§ MATERIAL FOR THE TASK
==================================================
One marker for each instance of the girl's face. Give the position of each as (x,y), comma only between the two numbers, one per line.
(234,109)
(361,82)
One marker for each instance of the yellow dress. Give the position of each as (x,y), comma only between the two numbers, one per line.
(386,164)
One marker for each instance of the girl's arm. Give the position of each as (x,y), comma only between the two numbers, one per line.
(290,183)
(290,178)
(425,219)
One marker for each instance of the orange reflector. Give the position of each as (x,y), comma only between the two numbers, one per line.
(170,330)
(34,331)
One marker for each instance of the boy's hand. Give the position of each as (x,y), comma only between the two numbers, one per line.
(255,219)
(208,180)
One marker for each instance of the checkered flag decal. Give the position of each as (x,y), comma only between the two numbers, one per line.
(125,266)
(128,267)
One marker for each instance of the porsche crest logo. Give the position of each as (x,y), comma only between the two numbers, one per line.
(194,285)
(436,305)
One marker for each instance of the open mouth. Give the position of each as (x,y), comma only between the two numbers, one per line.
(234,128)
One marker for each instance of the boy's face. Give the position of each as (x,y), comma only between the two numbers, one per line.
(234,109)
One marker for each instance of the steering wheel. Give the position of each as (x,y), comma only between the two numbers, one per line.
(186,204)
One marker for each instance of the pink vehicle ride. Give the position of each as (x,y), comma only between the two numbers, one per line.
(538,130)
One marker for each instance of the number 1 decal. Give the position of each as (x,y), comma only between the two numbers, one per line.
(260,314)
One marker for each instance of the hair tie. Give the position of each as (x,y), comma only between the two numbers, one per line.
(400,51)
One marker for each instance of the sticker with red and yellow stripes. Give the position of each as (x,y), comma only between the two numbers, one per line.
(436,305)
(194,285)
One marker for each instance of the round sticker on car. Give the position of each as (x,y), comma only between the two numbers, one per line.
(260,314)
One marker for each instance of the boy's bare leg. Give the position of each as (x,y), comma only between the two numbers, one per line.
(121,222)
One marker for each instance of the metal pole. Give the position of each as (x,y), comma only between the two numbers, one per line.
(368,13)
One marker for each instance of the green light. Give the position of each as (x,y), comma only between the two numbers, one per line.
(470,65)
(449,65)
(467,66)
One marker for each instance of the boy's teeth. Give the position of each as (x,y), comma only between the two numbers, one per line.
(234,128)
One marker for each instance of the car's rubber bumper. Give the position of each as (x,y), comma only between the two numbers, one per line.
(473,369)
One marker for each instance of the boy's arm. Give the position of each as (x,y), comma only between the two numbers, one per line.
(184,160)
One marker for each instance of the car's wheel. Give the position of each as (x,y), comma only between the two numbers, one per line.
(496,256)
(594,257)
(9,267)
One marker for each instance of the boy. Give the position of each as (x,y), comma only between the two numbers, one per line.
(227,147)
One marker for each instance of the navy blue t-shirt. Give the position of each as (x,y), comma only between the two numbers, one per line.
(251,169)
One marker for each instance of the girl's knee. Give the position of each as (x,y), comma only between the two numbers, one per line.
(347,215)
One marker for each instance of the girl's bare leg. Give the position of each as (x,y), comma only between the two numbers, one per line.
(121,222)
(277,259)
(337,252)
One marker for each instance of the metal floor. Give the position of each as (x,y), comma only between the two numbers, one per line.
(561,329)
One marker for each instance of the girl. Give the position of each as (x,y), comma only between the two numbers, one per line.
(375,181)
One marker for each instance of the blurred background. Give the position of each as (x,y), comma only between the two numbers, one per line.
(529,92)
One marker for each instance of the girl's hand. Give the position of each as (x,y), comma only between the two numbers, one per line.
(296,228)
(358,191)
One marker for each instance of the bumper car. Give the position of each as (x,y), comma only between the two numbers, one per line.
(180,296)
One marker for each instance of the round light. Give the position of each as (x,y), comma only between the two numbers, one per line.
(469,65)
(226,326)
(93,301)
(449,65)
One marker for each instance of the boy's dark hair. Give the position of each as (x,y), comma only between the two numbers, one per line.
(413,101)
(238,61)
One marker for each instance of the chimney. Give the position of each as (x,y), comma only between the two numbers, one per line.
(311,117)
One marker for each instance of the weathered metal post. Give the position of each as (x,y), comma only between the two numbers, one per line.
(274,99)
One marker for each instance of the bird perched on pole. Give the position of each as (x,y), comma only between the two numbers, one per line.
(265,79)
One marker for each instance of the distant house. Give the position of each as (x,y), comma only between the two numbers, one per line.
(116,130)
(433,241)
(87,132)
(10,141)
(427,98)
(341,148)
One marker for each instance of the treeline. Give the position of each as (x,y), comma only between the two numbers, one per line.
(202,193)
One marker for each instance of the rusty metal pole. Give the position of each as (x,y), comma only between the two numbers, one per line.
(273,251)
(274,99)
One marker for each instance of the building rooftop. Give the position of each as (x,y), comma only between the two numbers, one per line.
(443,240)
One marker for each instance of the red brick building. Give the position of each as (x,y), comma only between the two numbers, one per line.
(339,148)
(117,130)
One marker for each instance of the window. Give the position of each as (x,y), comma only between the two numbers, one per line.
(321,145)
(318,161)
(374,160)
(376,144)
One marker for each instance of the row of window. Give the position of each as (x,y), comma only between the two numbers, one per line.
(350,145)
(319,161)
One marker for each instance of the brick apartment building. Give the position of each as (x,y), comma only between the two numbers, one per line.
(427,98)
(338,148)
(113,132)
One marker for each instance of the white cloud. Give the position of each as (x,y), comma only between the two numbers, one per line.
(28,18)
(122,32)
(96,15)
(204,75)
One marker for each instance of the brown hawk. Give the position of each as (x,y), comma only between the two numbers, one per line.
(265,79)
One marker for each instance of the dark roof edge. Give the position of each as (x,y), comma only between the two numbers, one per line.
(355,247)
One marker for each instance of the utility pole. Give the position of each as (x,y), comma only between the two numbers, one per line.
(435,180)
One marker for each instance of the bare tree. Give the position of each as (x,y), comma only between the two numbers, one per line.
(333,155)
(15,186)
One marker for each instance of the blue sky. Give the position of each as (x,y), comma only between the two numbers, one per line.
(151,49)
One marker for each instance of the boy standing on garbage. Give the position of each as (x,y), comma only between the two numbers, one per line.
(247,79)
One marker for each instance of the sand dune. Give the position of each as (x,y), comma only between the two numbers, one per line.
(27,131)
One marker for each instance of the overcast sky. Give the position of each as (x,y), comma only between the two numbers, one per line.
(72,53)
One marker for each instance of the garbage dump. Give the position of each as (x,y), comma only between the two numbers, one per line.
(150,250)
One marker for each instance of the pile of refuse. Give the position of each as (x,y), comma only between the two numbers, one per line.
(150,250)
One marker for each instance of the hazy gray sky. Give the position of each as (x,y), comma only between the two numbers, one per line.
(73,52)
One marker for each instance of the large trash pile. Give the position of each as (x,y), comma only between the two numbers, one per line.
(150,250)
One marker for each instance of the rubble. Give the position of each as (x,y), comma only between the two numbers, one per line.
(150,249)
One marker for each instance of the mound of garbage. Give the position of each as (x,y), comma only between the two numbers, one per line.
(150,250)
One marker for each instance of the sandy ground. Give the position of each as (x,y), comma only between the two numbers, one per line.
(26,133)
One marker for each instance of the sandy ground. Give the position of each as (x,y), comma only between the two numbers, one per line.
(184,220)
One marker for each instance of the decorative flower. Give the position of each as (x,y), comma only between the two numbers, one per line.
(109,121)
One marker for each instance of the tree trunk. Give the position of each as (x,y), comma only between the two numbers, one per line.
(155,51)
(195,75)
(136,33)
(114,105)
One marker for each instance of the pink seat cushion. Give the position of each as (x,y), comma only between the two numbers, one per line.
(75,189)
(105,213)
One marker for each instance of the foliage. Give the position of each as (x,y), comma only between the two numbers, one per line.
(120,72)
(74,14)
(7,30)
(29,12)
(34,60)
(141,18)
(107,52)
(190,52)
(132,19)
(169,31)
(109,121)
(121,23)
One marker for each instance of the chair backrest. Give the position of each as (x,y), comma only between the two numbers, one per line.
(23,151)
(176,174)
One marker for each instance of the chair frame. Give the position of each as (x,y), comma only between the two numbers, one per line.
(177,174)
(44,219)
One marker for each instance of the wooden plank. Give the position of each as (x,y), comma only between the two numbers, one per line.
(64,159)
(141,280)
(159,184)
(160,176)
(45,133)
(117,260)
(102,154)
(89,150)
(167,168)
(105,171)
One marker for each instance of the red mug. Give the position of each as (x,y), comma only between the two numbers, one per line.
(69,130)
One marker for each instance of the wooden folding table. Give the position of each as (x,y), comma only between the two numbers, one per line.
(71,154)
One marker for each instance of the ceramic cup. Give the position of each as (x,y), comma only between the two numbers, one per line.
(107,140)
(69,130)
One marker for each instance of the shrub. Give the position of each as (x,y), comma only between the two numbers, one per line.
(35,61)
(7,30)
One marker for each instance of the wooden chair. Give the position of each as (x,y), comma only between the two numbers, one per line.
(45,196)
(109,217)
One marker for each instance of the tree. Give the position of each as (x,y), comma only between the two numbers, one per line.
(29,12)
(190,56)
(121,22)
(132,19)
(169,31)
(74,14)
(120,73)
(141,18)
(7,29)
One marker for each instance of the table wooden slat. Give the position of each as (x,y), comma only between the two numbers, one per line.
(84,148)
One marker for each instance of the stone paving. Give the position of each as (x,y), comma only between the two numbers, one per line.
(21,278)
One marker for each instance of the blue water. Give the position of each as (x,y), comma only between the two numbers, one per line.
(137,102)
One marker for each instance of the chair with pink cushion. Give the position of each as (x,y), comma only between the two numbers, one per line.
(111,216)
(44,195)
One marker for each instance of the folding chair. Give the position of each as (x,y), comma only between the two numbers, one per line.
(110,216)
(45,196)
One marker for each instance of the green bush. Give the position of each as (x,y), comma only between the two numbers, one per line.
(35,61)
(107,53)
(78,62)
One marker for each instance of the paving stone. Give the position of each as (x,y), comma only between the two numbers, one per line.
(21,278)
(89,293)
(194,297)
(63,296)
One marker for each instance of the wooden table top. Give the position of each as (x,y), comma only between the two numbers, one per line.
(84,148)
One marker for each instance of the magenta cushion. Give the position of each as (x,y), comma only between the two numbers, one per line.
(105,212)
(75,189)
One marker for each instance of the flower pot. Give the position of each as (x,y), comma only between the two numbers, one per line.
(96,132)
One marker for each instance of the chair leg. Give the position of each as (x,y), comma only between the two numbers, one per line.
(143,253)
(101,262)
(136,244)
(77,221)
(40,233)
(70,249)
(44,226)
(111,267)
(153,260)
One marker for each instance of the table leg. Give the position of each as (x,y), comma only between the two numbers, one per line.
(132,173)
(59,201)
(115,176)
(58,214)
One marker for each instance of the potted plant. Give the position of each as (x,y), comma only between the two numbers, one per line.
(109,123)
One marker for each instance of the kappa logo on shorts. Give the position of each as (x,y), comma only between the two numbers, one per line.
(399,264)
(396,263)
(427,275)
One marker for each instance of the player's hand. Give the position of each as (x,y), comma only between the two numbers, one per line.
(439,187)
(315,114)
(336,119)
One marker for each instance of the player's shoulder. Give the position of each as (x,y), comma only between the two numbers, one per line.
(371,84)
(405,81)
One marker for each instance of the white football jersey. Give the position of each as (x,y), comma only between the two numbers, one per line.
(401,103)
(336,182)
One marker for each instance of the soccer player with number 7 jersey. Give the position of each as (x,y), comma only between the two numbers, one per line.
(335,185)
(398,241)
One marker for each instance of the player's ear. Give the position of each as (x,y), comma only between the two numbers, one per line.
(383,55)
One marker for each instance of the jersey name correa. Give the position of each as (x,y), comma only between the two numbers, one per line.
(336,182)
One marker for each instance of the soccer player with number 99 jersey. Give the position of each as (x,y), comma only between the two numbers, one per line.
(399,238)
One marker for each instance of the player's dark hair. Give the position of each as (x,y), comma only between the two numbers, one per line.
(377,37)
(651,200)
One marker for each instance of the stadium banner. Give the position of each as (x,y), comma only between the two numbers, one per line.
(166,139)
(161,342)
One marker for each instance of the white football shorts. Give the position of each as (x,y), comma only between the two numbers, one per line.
==================================================
§ WORK ITEM
Exactly the lines from the one with "One marker for each instance of the stadium" through the final line of the entries are to be returned, both ends included.

§ EXERCISE RESPONSE
One marker for each instance of the stadium banner. Give the position of each as (x,y), comma only between the two numbers, one per line.
(166,139)
(161,342)
One marker for each instance of the white football shorts. Give the position of each as (x,y), comma only between the two numbers, one per line.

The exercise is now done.